>> Start Records shown

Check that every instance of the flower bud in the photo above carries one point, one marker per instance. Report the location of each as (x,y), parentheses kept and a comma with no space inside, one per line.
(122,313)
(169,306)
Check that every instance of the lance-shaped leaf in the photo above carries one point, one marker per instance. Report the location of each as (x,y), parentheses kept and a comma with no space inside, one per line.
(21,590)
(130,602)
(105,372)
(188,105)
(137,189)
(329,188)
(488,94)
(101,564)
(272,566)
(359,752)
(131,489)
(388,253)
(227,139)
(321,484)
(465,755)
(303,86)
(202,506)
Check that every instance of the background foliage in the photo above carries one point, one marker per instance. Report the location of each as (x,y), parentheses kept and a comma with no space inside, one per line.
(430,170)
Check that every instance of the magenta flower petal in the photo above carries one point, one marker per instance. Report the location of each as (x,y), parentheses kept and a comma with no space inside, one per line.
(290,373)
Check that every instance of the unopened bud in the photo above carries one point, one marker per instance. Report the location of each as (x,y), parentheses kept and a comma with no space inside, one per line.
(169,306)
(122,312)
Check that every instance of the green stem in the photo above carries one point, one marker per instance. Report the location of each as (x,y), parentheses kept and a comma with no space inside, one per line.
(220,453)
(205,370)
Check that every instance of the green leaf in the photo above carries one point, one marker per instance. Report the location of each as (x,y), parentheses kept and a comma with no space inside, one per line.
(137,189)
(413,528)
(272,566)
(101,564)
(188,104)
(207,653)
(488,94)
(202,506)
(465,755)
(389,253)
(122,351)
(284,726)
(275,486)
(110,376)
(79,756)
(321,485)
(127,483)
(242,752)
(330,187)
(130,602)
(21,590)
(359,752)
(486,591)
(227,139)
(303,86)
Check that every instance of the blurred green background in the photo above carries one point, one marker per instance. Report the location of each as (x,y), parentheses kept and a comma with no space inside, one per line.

>> End Records shown

● **Problem statement**: Scale the records from the line containing "Check that every instance of the green stem" through the end of the records, both ends included, and give all of those lines again, requests included. Multiply every coordinate in the answers by 1.75 and round it to a whole number with halves rounded up, leaving the requests and their format samples unchanged.

● **Complete answer**:
Check that every instance of the green stem in the photo above carries one point, one marker per instance. Report the location of each as (x,y), parentheses kept and a comma with no space inside, one per line.
(385,793)
(359,648)
Check that every instance of the green leaf in the photo above carries one point, one marker per instance. Report the location of each as (x,y), parentheses kept and a comma with no space inside, one per line.
(240,331)
(723,924)
(476,991)
(177,987)
(329,182)
(362,1143)
(854,165)
(354,886)
(814,1321)
(681,443)
(214,614)
(497,1271)
(481,851)
(193,658)
(138,1323)
(562,849)
(222,845)
(424,1316)
(578,327)
(228,1054)
(37,1033)
(628,1316)
(851,1034)
(397,243)
(530,151)
Check that every instance of the blurred green background in the photo above carries one point, one marker per instance. Report the location of each as (x,y), parentheses kept and a comma with no space inside, one per line.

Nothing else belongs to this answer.